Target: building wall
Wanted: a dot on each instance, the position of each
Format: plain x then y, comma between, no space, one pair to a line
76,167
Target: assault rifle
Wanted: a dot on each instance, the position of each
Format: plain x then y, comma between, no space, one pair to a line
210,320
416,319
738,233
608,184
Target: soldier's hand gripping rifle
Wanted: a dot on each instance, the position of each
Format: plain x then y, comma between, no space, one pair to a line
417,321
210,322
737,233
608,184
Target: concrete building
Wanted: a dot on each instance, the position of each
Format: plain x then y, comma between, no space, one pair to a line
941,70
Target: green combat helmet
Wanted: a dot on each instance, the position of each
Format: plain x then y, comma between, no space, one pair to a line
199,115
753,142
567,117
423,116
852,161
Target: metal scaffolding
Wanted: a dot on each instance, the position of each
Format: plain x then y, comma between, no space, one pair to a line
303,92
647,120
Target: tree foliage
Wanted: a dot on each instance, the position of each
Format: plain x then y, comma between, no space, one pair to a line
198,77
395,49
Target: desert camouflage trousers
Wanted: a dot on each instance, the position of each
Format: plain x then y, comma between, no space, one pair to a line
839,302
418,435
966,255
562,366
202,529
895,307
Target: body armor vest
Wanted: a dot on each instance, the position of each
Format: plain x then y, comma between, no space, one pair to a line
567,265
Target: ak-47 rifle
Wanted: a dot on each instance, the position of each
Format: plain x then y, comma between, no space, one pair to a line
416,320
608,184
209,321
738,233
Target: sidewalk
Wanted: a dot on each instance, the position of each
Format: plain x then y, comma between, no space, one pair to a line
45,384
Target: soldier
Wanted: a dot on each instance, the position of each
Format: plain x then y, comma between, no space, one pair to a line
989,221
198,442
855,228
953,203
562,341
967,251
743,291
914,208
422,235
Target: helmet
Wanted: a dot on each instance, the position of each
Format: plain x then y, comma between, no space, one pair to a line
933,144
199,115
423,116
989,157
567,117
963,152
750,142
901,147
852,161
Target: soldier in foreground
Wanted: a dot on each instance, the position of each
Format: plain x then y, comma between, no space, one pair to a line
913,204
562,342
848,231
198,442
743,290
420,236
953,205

▶ Work required
Repeat the data above exactly.

▶ Exercise solution
Target: building wall
Wanted: a dot on each instance, the position of each
Format: plain x then y, comma between, no space, one pair to a line
76,167
Target: assault rifle
Wanted: a dot on each instance, the position of each
Format: plain x then y, comma between, no space, one pair to a line
210,320
416,319
738,233
608,184
Target: soldier's hand gripping rifle
Wanted: a dot on each instance, the position of each
Format: plain x then y, comma between, no space, one pair to a line
417,321
210,322
737,233
608,184
Target: concrete building
Wanted: a dot on each instance, the position of each
Format: plain x then y, comma between, no space, one pair to a line
941,70
Target: green combat helmet
Wanted: a dot on each instance, the position of each
Format: plain x then y, comma between, no space, one pair to a line
199,115
753,142
567,117
423,116
852,161
Target: metal scaffolding
Wanted: a dot on each instance, the position of each
Format: plain x then y, comma between, no space, one pair to a line
303,92
647,120
Target: tree foliage
Wanted: a dot on each instance, the position of each
Format: plain x then y, comma between, no space, one pair to a line
198,77
395,49
Target: desert camouflage trousers
Wanted: a dot on each instance, the position of each
Format: plain x then y, comma between, no space, one pair to a line
839,302
418,435
966,255
562,366
202,529
895,307
Target: body armor vest
Wanted: a dot on each instance, the position of each
Format: plain x then y, comma between, no space, one pair to a line
567,265
Target: ak-47 rifle
Wanted: a dot on each instance, the position of each
Format: plain x then y, comma between, no space, one pair to a line
416,320
608,184
209,321
738,233
Target: sidewalk
Wanted: a dot on each instance, the position of each
Format: plain x then y, comma between, no space, one pair to a line
45,384
Target: soldier
Wanted: a dot on each instance, the position of each
Format: plain x then y, comma between, no space, one pair to a line
989,221
198,442
855,228
953,203
562,341
967,251
743,291
914,208
422,235
Target: helmet
Wanted: a dot on each instance, the position of each
Format: plain x then y, comma between, no space, one pair to a line
933,144
199,115
423,116
989,157
567,117
963,152
750,142
901,147
852,161
Target: soldier in foreground
Wanted: a dot on each instance, the position of each
Format: plain x then y, comma between, no space, one pair to a line
913,204
562,342
848,231
198,442
743,290
420,236
953,205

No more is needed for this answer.